**What the task requires**. Give the lines below again exactly, starting with the line that holds "Identify the wooden" and going on through the line that holds "Identify the chair".
[Study material Boundary: Start]
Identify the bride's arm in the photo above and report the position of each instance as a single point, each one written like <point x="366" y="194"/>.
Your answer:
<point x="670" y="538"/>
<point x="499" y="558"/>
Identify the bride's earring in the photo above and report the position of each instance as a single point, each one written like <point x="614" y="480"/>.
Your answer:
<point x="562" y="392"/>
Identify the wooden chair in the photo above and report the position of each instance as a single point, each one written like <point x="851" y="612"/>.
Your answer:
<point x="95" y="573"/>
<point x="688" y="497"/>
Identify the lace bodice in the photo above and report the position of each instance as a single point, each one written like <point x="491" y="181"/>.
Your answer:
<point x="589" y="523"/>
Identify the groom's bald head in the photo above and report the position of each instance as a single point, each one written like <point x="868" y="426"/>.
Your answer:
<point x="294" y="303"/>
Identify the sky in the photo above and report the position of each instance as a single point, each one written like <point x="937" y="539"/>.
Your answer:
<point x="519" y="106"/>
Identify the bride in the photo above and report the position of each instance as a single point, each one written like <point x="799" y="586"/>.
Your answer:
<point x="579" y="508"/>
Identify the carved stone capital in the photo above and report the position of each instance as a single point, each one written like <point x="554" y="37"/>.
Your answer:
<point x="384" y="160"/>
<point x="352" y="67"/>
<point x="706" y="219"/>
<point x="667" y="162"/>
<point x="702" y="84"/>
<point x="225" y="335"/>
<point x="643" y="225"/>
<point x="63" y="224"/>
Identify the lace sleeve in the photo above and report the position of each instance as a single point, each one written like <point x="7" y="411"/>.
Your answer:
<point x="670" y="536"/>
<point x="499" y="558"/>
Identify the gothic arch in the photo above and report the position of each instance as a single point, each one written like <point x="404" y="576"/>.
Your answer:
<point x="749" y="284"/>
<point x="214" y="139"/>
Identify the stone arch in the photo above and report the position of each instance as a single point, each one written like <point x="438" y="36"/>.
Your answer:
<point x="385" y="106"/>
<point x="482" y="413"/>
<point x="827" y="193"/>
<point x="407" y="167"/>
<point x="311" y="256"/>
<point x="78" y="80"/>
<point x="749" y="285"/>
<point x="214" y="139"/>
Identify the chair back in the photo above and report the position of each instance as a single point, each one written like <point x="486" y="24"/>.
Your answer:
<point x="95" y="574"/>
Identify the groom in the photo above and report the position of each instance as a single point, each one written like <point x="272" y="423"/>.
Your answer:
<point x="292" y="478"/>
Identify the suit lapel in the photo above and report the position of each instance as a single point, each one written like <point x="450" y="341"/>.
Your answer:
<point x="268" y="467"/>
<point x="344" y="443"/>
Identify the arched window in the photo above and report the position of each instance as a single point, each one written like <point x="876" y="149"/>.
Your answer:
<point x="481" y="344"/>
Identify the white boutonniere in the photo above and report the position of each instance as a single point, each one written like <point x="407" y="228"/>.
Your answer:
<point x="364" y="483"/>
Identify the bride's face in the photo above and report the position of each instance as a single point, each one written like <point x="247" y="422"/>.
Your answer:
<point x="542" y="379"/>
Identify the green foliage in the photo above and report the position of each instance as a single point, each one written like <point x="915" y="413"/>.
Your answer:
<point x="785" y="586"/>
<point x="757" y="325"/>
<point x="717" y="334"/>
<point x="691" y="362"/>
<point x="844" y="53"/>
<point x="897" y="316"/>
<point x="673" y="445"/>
[Study material Boundary: End]
**Output**.
Identify the wooden chair in the photo above and report the position of each instance as a single point, each one written like <point x="851" y="612"/>.
Your answer:
<point x="95" y="573"/>
<point x="688" y="497"/>
Identify the lace bodice in the photo above and report the position of each instance as a single point, each one written like <point x="491" y="181"/>.
Your answer:
<point x="589" y="523"/>
Identify the groom's bald head in the photo above and report the position of each instance as a single point, each one written like <point x="868" y="426"/>.
Your answer:
<point x="294" y="303"/>
Identify the sky in the photo above and report the position of each instance as a single point, each one written like <point x="937" y="539"/>.
Your answer:
<point x="519" y="106"/>
Identify the bride in the photo above and report the position of each instance as a single point, each one written like <point x="799" y="586"/>.
Your answer:
<point x="579" y="508"/>
Identify the carved stone capital in the photo above and report the position of each instance as a single point, each one written like <point x="554" y="37"/>.
Your answer:
<point x="384" y="160"/>
<point x="352" y="67"/>
<point x="706" y="219"/>
<point x="667" y="162"/>
<point x="702" y="84"/>
<point x="225" y="335"/>
<point x="643" y="225"/>
<point x="63" y="224"/>
Identify the lace sleeve in the photo above and report the position of each instance as a single point, each one written like <point x="7" y="411"/>.
Your answer:
<point x="670" y="536"/>
<point x="499" y="558"/>
Identify the gothic arch in the photo above and report the position of each instance as a single point, each one written like <point x="404" y="576"/>.
Your answer:
<point x="749" y="284"/>
<point x="214" y="139"/>
Identify the stone arch in the photo above and report the position of each instance as a single point, each one written like <point x="438" y="36"/>.
Your answer:
<point x="385" y="106"/>
<point x="482" y="413"/>
<point x="827" y="193"/>
<point x="407" y="167"/>
<point x="311" y="256"/>
<point x="78" y="80"/>
<point x="749" y="285"/>
<point x="214" y="139"/>
Identify the chair back in the photo above and report the position of each instance as a single point, each one written like <point x="486" y="24"/>.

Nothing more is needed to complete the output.